(Passage)
# # # # #

The intercept (≈ 1.19) represents the predicted healthy diet cost when all food prices are zero, which is not realistic but is the mathematical baseline of the model. A 1-PPP-dollar increase in starchy staples raises the healthy diet cost by about 0.40 PPP dollars, holding other prices constant. Animal-source foods have the strongest effect, where a 1-PPP-dollar increase raises total diet cost by about 1.54 PPP dollars. For vegetables (≈ 1.34) and fruits (≈ 1.19), increases in price also lead to meaningful increases in overall diet cost. All predictors have extremely small p-values (p < 0.001), meaning they are statistically significant. The adjusted R² (≈ 0.9987) indicates that about 99.9% of the variation in healthy diet cost is explained by the four food-group prices, suggesting a very strong model fit.

par(mfrow = c(2,2))
plot(model1)

par(mfrow = c(1,1))

The Residuals vs Fitted plot shows a mostly flat pattern without a strong curve, which suggests that the linearity assumption is generally reasonable. The Q–Q plot shows very small deviations from the straight line, indicating that residuals are close to normally distributed, with only mild skewness caused by a few extreme observations. The Scale–Location plot shows slightly uneven spread for higher fitted values, which suggests some mild heteroscedasticity, but nothing severe. The Residuals vs Leverage plot shows a few observations with higher leverage, but none appear to be highly influential or problematic. Overall, the model assumptions are mostly satisfied, and any small departures are expected given real cross-country economic cost differences.

# # # # #

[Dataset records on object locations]
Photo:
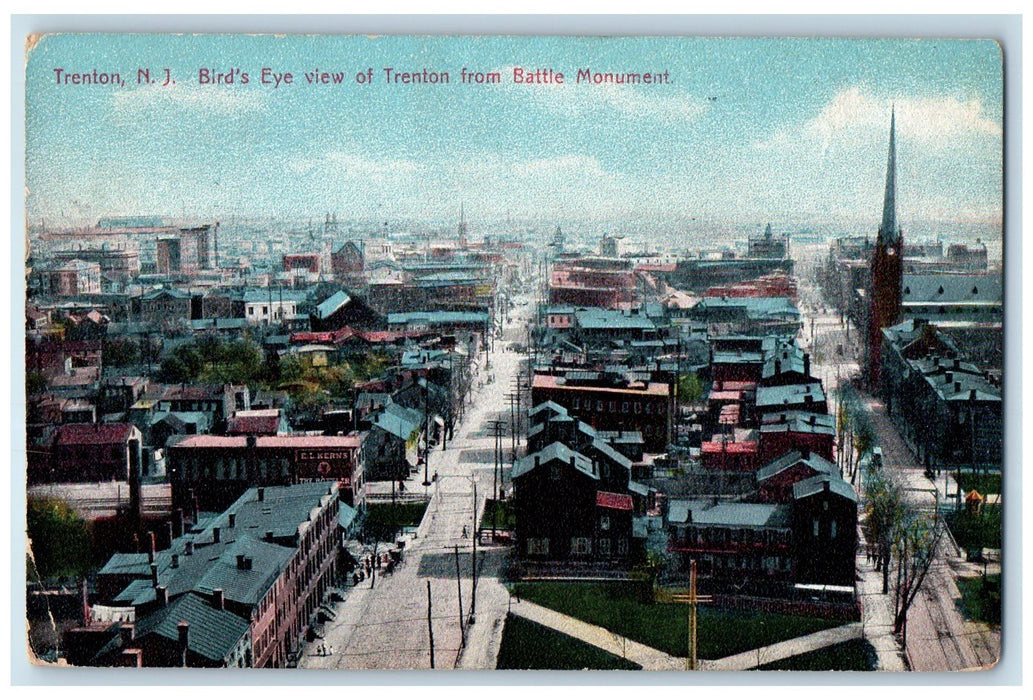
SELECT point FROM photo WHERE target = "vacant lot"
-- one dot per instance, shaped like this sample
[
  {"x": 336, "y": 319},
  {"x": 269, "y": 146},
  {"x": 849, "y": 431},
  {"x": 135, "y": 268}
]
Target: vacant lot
[
  {"x": 529, "y": 645},
  {"x": 855, "y": 655},
  {"x": 664, "y": 626}
]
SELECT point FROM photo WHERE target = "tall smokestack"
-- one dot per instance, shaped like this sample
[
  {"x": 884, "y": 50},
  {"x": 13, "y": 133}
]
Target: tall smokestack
[{"x": 184, "y": 635}]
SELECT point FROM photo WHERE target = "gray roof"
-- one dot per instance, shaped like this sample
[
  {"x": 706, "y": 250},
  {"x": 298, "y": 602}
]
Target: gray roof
[
  {"x": 213, "y": 633},
  {"x": 799, "y": 421},
  {"x": 951, "y": 289},
  {"x": 399, "y": 420},
  {"x": 332, "y": 304},
  {"x": 789, "y": 394},
  {"x": 815, "y": 462},
  {"x": 555, "y": 451},
  {"x": 729, "y": 514},
  {"x": 816, "y": 484}
]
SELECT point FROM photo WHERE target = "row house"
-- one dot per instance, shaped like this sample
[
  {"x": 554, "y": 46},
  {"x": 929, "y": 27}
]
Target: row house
[
  {"x": 637, "y": 406},
  {"x": 212, "y": 471},
  {"x": 769, "y": 547},
  {"x": 566, "y": 510},
  {"x": 244, "y": 589}
]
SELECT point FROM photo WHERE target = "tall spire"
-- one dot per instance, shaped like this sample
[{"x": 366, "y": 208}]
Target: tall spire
[{"x": 888, "y": 230}]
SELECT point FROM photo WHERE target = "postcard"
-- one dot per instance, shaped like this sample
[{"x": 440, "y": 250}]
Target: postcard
[{"x": 513, "y": 352}]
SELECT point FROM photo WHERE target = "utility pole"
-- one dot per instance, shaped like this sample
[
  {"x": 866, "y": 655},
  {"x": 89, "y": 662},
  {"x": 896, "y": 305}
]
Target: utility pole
[
  {"x": 430, "y": 624},
  {"x": 459, "y": 590},
  {"x": 473, "y": 561}
]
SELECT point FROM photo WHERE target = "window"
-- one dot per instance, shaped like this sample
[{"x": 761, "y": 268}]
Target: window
[
  {"x": 581, "y": 545},
  {"x": 537, "y": 545}
]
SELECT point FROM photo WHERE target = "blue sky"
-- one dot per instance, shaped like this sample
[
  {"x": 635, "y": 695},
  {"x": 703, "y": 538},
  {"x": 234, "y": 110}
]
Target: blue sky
[{"x": 748, "y": 127}]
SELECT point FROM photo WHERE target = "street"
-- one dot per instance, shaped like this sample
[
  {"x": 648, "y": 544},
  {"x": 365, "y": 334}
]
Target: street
[
  {"x": 938, "y": 638},
  {"x": 386, "y": 627}
]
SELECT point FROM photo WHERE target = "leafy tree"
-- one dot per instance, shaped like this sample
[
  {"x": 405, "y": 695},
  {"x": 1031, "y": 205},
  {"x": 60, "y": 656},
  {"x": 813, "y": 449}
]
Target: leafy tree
[
  {"x": 60, "y": 540},
  {"x": 690, "y": 389}
]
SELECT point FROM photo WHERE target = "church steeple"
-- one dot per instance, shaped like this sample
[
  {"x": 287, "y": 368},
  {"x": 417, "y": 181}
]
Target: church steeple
[{"x": 888, "y": 230}]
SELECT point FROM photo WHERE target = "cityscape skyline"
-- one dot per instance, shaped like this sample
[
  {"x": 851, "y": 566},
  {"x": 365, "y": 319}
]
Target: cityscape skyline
[{"x": 754, "y": 128}]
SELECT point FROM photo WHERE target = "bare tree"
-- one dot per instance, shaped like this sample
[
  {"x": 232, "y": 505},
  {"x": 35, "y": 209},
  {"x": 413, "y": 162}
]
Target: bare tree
[{"x": 916, "y": 547}]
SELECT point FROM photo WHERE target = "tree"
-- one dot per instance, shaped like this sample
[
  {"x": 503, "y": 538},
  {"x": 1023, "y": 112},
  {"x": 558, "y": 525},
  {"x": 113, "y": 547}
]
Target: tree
[
  {"x": 690, "y": 389},
  {"x": 60, "y": 543},
  {"x": 916, "y": 546},
  {"x": 884, "y": 511}
]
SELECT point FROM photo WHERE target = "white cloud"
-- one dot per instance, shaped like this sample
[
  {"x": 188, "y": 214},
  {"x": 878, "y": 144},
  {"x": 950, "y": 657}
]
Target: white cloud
[
  {"x": 222, "y": 100},
  {"x": 929, "y": 120}
]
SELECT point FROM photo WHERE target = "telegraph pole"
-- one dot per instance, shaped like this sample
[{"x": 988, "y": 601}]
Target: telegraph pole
[
  {"x": 430, "y": 625},
  {"x": 459, "y": 590}
]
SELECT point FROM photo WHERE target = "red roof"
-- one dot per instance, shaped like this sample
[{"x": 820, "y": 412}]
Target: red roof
[
  {"x": 729, "y": 448},
  {"x": 299, "y": 441},
  {"x": 265, "y": 424},
  {"x": 93, "y": 434},
  {"x": 615, "y": 501}
]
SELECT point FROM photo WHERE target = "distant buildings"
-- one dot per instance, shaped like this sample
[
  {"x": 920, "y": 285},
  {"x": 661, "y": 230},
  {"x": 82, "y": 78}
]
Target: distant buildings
[{"x": 209, "y": 472}]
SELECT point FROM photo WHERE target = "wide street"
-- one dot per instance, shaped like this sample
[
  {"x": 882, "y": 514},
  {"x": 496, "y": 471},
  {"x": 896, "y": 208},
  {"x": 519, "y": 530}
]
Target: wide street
[
  {"x": 385, "y": 627},
  {"x": 938, "y": 638}
]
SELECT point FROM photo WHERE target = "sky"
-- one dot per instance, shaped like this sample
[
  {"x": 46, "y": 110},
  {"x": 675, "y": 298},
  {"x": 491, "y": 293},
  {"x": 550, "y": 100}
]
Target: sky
[{"x": 747, "y": 127}]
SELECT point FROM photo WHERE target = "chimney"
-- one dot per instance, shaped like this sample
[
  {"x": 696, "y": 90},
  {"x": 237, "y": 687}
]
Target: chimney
[
  {"x": 184, "y": 632},
  {"x": 127, "y": 633},
  {"x": 131, "y": 659}
]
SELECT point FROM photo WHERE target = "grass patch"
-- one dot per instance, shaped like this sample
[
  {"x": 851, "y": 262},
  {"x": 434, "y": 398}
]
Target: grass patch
[
  {"x": 975, "y": 532},
  {"x": 528, "y": 645},
  {"x": 984, "y": 483},
  {"x": 664, "y": 626},
  {"x": 505, "y": 517},
  {"x": 856, "y": 655},
  {"x": 980, "y": 599},
  {"x": 384, "y": 520}
]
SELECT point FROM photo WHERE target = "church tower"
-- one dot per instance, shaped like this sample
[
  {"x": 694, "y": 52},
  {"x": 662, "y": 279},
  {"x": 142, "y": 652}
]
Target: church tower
[{"x": 887, "y": 269}]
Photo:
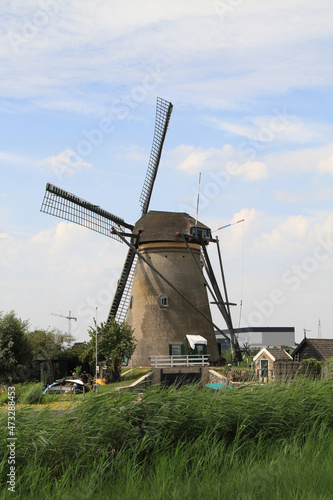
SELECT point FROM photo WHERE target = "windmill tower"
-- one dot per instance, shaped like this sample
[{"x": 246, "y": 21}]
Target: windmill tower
[{"x": 167, "y": 253}]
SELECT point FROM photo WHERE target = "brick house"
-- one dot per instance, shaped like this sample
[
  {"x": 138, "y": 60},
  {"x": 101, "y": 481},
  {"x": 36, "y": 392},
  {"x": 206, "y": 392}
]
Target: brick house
[
  {"x": 319, "y": 349},
  {"x": 274, "y": 362}
]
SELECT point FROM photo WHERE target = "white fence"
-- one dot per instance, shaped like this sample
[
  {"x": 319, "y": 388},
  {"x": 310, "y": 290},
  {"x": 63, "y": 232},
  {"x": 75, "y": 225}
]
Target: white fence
[{"x": 179, "y": 360}]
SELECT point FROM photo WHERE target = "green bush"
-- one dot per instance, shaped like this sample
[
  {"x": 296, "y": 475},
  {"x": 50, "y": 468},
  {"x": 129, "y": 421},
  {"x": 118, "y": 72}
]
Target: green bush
[
  {"x": 310, "y": 368},
  {"x": 32, "y": 394}
]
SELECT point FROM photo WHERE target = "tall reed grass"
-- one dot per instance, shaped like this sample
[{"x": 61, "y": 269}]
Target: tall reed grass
[{"x": 180, "y": 443}]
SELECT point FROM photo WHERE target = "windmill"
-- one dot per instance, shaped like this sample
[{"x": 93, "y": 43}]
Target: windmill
[{"x": 162, "y": 290}]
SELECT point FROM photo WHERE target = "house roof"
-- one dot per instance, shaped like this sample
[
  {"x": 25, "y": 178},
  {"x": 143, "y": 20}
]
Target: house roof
[
  {"x": 324, "y": 347},
  {"x": 163, "y": 226},
  {"x": 275, "y": 353}
]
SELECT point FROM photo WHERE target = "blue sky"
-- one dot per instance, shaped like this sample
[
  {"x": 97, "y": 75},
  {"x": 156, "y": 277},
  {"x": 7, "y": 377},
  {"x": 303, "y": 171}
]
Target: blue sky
[{"x": 251, "y": 85}]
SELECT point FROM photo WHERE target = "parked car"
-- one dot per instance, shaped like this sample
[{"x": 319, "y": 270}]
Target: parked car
[{"x": 67, "y": 384}]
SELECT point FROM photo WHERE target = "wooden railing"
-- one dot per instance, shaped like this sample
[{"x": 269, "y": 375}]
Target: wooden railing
[{"x": 179, "y": 360}]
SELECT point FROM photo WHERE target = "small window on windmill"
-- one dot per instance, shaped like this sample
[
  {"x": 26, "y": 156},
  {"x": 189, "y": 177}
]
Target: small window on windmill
[
  {"x": 164, "y": 302},
  {"x": 201, "y": 232}
]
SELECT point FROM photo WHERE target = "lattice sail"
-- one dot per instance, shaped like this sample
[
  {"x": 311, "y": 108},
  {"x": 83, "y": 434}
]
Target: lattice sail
[
  {"x": 67, "y": 206},
  {"x": 122, "y": 295},
  {"x": 163, "y": 113}
]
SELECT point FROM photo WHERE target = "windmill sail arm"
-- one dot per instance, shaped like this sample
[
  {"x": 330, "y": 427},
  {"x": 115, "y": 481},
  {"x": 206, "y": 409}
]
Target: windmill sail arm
[
  {"x": 163, "y": 114},
  {"x": 221, "y": 303},
  {"x": 65, "y": 205},
  {"x": 121, "y": 298}
]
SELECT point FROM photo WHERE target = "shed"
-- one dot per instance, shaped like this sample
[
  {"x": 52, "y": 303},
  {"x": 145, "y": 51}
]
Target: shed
[
  {"x": 319, "y": 349},
  {"x": 272, "y": 362}
]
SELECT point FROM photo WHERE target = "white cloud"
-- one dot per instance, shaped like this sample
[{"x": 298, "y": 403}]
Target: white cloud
[
  {"x": 191, "y": 160},
  {"x": 273, "y": 48},
  {"x": 326, "y": 165},
  {"x": 65, "y": 268},
  {"x": 253, "y": 170},
  {"x": 67, "y": 164},
  {"x": 311, "y": 159}
]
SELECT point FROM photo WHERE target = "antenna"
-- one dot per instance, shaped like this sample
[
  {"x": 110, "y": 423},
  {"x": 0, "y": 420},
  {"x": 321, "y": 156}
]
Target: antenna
[
  {"x": 69, "y": 317},
  {"x": 231, "y": 224},
  {"x": 196, "y": 219}
]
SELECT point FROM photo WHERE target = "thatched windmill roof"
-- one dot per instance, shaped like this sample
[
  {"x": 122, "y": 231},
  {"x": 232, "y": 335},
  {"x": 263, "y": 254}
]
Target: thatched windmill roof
[{"x": 163, "y": 226}]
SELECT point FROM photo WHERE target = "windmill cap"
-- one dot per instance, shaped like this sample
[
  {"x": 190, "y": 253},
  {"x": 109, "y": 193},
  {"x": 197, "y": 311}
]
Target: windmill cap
[{"x": 163, "y": 226}]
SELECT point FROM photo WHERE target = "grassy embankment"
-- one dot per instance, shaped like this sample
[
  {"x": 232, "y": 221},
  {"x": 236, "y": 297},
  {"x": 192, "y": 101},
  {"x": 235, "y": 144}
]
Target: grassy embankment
[{"x": 257, "y": 442}]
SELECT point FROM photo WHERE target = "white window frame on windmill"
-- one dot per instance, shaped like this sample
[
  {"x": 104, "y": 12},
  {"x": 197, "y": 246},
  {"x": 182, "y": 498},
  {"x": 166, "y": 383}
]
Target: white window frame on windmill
[
  {"x": 164, "y": 300},
  {"x": 199, "y": 232},
  {"x": 197, "y": 344}
]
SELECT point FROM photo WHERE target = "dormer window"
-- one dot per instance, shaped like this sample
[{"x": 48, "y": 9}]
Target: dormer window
[
  {"x": 164, "y": 301},
  {"x": 201, "y": 232}
]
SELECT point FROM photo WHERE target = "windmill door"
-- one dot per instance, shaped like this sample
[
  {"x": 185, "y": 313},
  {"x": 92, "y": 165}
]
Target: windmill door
[{"x": 264, "y": 368}]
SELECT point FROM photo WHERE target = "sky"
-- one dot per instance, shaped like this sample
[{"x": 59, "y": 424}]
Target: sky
[{"x": 251, "y": 86}]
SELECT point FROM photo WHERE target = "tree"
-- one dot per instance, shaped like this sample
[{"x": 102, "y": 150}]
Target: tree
[
  {"x": 14, "y": 351},
  {"x": 115, "y": 341},
  {"x": 48, "y": 344}
]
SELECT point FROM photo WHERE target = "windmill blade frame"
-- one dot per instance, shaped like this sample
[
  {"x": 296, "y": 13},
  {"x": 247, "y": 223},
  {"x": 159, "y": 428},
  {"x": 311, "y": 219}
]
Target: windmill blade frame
[
  {"x": 163, "y": 114},
  {"x": 120, "y": 303},
  {"x": 67, "y": 206}
]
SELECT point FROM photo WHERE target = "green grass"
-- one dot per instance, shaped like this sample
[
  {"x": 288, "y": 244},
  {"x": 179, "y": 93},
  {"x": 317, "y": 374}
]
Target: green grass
[{"x": 189, "y": 443}]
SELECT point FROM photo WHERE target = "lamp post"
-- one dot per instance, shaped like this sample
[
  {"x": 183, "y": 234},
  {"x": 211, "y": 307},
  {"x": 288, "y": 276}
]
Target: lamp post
[{"x": 96, "y": 346}]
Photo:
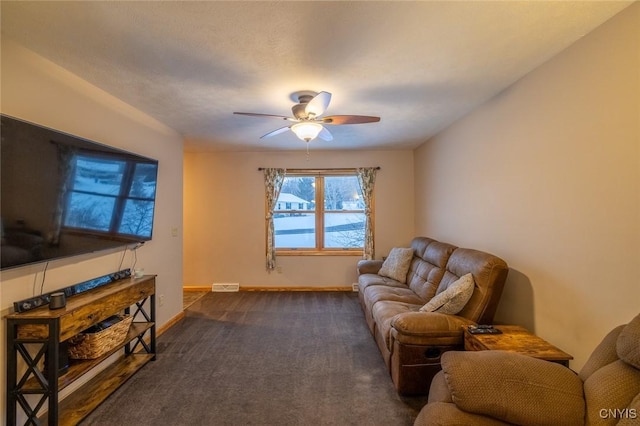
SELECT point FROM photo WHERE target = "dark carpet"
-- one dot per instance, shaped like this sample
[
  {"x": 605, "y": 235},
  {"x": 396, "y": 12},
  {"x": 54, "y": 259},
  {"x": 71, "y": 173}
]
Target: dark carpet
[{"x": 263, "y": 358}]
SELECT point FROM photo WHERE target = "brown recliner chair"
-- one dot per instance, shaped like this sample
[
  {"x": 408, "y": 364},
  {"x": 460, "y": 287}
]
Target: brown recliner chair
[{"x": 498, "y": 388}]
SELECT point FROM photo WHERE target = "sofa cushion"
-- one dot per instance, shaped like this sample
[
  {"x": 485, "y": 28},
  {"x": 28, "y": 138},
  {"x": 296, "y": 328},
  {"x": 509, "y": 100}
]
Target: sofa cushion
[
  {"x": 539, "y": 392},
  {"x": 384, "y": 312},
  {"x": 375, "y": 294},
  {"x": 452, "y": 299},
  {"x": 613, "y": 387},
  {"x": 366, "y": 280},
  {"x": 428, "y": 266},
  {"x": 396, "y": 265},
  {"x": 627, "y": 345}
]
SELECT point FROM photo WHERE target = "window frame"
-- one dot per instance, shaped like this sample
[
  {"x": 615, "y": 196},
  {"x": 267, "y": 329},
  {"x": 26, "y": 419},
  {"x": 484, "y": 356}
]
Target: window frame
[{"x": 319, "y": 212}]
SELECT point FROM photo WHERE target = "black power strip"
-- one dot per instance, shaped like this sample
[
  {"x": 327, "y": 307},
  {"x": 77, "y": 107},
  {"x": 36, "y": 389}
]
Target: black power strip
[{"x": 37, "y": 301}]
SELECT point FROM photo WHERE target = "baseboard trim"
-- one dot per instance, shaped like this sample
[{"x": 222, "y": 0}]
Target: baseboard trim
[
  {"x": 196, "y": 288},
  {"x": 251, "y": 288}
]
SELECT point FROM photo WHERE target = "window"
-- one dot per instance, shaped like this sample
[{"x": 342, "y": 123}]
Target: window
[
  {"x": 320, "y": 212},
  {"x": 111, "y": 196}
]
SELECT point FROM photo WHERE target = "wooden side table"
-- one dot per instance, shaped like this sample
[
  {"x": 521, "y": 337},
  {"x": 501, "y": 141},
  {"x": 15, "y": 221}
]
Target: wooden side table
[{"x": 516, "y": 339}]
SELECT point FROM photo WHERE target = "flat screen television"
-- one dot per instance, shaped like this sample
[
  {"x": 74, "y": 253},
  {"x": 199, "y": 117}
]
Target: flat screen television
[{"x": 61, "y": 195}]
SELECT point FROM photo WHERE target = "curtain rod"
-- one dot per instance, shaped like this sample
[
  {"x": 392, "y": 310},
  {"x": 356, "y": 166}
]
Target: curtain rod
[{"x": 321, "y": 170}]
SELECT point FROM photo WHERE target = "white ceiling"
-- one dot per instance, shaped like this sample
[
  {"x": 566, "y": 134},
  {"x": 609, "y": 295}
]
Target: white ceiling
[{"x": 417, "y": 65}]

# # # # #

(Work to be completed) From the passage on the healthy diet cost model above, write out word for word the stretch that begins at the words "par(mfrow = c(1,1))" and stops after the words "economic cost differences.".

(Solution for this task)
par(mfrow = c(1,1))

The Residuals vs Fitted plot shows a mostly flat pattern without a strong curve, which suggests that the linearity assumption is generally reasonable. The Q–Q plot shows very small deviations from the straight line, indicating that residuals are close to normally distributed, with only mild skewness caused by a few extreme observations. The Scale–Location plot shows slightly uneven spread for higher fitted values, which suggests some mild heteroscedasticity, but nothing severe. The Residuals vs Leverage plot shows a few observations with higher leverage, but none appear to be highly influential or problematic. Overall, the model assumptions are mostly satisfied, and any small departures are expected given real cross-country economic cost differences.